[Dataset entries]
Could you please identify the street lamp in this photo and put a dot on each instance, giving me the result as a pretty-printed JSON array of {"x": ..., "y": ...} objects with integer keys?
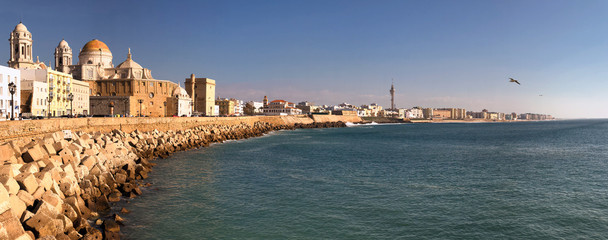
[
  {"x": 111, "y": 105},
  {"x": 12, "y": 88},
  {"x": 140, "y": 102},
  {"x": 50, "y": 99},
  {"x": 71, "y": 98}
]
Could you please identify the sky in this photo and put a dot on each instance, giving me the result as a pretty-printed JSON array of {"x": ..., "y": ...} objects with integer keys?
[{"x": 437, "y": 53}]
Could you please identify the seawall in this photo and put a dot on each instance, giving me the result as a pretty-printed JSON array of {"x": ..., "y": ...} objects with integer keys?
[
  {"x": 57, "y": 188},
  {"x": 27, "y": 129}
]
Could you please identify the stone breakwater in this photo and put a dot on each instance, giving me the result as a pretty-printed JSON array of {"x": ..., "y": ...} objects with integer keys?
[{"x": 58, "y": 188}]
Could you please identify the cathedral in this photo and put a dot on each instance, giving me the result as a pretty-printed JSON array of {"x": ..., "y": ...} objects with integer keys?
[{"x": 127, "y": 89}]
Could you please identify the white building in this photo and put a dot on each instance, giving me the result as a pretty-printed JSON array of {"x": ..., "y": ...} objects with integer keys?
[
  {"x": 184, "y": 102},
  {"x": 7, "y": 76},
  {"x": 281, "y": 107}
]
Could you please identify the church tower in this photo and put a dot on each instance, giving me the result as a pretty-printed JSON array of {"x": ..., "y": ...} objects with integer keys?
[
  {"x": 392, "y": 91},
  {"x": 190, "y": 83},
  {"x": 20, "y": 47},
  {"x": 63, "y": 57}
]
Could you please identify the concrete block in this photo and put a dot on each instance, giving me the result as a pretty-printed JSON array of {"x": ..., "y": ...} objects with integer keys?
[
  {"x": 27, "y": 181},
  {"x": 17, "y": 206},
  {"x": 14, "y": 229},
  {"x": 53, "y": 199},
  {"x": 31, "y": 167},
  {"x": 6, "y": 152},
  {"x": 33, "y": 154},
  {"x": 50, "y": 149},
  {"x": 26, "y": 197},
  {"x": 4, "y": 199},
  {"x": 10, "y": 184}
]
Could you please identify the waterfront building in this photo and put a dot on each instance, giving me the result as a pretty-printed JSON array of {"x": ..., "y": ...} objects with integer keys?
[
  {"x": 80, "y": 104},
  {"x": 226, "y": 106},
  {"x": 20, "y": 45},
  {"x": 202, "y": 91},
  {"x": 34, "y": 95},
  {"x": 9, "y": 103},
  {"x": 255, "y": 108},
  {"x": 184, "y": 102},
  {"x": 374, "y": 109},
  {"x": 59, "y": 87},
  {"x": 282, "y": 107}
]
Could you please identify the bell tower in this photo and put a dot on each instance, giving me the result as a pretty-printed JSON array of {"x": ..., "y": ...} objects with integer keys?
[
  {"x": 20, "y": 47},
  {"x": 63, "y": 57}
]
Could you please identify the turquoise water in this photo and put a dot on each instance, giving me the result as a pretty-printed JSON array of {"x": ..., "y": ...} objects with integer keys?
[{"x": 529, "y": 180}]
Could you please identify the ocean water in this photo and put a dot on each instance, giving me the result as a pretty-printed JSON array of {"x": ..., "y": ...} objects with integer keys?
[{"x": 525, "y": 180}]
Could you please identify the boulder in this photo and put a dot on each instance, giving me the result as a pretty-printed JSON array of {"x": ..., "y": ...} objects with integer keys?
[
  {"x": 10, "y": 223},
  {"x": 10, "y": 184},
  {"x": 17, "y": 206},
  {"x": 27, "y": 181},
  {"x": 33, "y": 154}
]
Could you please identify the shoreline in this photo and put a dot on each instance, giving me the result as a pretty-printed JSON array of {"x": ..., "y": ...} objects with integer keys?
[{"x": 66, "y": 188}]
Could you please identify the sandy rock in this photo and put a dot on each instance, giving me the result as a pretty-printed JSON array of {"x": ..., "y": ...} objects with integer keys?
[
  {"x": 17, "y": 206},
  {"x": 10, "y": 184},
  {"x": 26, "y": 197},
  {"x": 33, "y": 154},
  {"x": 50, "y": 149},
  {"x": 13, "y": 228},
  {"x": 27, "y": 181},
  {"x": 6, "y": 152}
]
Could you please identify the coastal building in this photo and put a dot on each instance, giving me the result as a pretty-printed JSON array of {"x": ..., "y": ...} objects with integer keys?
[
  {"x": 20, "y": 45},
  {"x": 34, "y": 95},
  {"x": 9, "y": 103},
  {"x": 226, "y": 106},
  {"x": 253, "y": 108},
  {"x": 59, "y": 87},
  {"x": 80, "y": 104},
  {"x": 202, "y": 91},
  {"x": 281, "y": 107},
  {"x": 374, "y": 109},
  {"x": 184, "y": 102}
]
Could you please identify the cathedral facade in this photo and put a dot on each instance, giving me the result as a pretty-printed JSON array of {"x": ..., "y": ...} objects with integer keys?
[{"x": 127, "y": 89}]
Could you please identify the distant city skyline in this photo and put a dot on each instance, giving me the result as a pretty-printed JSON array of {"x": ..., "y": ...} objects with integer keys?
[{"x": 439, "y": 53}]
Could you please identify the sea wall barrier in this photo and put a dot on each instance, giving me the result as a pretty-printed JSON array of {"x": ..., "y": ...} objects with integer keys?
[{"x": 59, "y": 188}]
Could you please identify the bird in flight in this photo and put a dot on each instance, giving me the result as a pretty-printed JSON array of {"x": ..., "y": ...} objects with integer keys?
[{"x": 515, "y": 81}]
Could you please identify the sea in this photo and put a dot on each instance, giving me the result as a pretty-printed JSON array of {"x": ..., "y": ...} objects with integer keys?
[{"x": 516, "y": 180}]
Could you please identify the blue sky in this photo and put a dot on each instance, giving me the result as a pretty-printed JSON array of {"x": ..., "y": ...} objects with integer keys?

...

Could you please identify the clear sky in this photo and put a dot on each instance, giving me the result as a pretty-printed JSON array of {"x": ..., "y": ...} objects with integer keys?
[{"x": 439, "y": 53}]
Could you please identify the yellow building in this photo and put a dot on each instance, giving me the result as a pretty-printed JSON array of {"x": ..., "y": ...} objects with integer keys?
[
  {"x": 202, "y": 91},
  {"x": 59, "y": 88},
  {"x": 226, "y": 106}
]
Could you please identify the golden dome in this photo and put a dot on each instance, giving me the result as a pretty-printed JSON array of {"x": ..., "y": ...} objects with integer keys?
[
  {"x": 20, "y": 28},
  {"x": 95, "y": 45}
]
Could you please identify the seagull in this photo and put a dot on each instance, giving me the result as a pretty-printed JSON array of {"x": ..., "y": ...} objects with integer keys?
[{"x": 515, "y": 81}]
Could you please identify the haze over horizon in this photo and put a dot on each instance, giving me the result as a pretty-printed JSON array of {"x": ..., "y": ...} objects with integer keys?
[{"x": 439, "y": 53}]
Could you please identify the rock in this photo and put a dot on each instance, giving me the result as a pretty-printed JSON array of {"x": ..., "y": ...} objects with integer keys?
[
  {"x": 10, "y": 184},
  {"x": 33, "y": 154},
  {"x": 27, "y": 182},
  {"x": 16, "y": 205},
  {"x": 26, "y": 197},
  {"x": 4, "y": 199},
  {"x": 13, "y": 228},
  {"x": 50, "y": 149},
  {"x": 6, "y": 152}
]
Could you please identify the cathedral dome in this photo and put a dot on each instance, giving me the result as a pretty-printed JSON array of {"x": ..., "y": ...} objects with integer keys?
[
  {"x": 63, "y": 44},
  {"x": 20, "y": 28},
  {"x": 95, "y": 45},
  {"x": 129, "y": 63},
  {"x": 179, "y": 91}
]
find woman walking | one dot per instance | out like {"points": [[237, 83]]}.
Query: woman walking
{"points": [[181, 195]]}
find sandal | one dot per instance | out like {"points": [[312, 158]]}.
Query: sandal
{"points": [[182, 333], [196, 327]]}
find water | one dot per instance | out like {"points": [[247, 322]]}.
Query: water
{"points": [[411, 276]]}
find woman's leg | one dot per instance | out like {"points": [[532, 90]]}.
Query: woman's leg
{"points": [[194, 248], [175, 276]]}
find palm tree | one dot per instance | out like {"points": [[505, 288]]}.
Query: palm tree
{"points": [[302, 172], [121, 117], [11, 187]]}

> _Work item_: Once the lines of the entries containing the word "like" have been counted, report the number alone.

> _Written answer_: 5